• [TASK]:
Copy every line of the listing exactly.

[Dataset records]
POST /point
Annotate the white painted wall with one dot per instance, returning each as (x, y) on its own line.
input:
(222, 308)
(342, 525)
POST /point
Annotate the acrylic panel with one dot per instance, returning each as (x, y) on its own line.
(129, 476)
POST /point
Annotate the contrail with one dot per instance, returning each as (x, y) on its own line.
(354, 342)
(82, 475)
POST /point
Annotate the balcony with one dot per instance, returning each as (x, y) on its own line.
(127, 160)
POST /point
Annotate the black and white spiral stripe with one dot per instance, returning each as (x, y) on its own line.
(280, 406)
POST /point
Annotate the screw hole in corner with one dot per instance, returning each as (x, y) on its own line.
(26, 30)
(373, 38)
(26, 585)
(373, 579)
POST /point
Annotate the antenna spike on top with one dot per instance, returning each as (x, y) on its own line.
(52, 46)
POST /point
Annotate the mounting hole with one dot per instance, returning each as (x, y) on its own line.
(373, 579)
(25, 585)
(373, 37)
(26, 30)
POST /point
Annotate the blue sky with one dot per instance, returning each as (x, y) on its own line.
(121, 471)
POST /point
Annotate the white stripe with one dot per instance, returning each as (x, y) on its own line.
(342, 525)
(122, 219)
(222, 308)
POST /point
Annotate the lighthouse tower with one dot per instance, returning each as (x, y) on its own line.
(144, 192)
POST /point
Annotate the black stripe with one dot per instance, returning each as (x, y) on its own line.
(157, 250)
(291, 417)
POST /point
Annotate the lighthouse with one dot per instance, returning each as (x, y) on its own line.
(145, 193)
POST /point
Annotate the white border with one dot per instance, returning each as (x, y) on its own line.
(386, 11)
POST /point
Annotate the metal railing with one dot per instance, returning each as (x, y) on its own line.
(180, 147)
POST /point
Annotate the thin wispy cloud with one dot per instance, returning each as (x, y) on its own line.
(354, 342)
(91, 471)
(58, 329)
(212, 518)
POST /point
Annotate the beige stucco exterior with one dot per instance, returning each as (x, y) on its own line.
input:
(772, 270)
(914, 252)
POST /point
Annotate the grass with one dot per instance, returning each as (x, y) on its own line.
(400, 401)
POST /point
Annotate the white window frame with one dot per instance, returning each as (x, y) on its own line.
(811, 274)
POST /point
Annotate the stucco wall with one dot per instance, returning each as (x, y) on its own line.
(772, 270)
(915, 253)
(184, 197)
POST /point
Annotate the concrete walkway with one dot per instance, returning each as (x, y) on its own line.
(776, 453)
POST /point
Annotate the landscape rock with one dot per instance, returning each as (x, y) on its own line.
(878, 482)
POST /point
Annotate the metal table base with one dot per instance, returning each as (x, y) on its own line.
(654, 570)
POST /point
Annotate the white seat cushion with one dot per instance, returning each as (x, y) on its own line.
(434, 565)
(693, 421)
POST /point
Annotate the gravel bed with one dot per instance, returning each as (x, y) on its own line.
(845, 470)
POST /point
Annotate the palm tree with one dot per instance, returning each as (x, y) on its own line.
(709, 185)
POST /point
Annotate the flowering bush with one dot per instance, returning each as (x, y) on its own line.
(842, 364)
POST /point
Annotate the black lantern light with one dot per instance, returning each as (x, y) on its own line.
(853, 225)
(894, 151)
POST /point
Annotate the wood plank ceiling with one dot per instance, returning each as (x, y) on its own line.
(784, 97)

• [OUTPUT FOR THIS EXERCISE]:
POST /point
Annotate the white painted wall with one dot per instance, returning each as (x, y) on its own line.
input:
(222, 308)
(342, 525)
POST /point
Annotate the acrylic panel with one dot per instance, returning each as (x, y) on its own line.
(129, 476)
POST /point
Annotate the contrail with one dot per instance, returning each as (x, y) on its own line.
(354, 342)
(82, 475)
POST /point
Annotate the balcony with one dot per instance, returning each as (x, y) on its own line.
(127, 160)
POST /point
Annotate the black and white spiral stripe with one dot per instance, returning each as (x, y) on its own line.
(280, 406)
POST /point
Annotate the screw hole in corner with one dot per instance, returning each as (x, y) on its own line.
(26, 30)
(373, 38)
(26, 585)
(373, 579)
POST /point
Annotate the antenna spike on top with one dot per instance, returning each as (x, y) on its own line.
(52, 46)
POST /point
Annotate the mounting hole with one dot per instance, returning each as (x, y) on its own line.
(373, 579)
(25, 585)
(373, 37)
(26, 30)
POST /point
Annotate the blue sky with one dot per instance, returning each as (x, y) on its own line.
(121, 471)
POST /point
Annotate the white stripe with one dot per instance, returning each as (x, y) on its own line.
(342, 525)
(122, 219)
(222, 308)
POST /point
Annotate the lighthouse tower with one dot per instance, returning each as (x, y) on its own line.
(144, 192)
POST /point
Annotate the black stripe with one dot per instance, returning each as (x, y) on its own line.
(157, 250)
(291, 417)
POST /point
Annotate the lighthouse with one dot per instance, returning each as (x, y) on its own line.
(145, 193)
POST /point
Annotate the white border with one dot per instance, returning each as (x, y) on its own line.
(386, 11)
POST /point
Annotate the metal railing with one dot per instance, returning each as (x, y) on its own line.
(180, 147)
POST /point
Annotate the thin wispy cloud with one dot per instance, returning each as (x, y) on its own line.
(354, 342)
(91, 471)
(58, 329)
(212, 518)
POST /point
Annotate the beige stucco exterior with one dot per instance, returning each as (x, y) on its own line.
input:
(772, 270)
(914, 252)
POST /point
Annotate the grass with one dot per instance, returning each as (x, y) on its own line.
(400, 401)
POST /point
Annotate the white window frame with one dot per instance, returning each as (x, y) on its own line.
(811, 274)
POST /point
Annotate the stucco wall with one dot per instance, returning each as (x, y) on its own line.
(772, 270)
(915, 253)
(184, 197)
POST /point
Annotate the concrete walkway with one dot per instance, returning each as (x, y) on its own line.
(776, 453)
POST /point
Annotate the landscape rock with one dot per instance, returning each as (x, y) on its own line.
(878, 482)
POST /point
Annotate the metal table base with one dot per instance, returning each as (x, y) on its own line.
(654, 570)
POST /point
Annotate the white seat cushion with one dot per instance, returning each as (x, y) on its own line.
(434, 565)
(693, 421)
POST /point
Annotate the gravel bed with one dot per instance, returning each as (x, y) on its own line.
(845, 470)
POST /point
Annotate the palm tree with one dot per instance, returning each as (x, y) on its own line.
(709, 185)
POST /point
Annotate the flowering bush with one dot per instance, returning each as (x, y) on its own line.
(842, 364)
POST /point
Annotate the black lantern light with one dot per instance, returning each as (x, y) on its own line.
(853, 225)
(894, 151)
POST /point
Annotate the wood plank ceiling with one dot per instance, returning each as (x, y) on its own line.
(784, 97)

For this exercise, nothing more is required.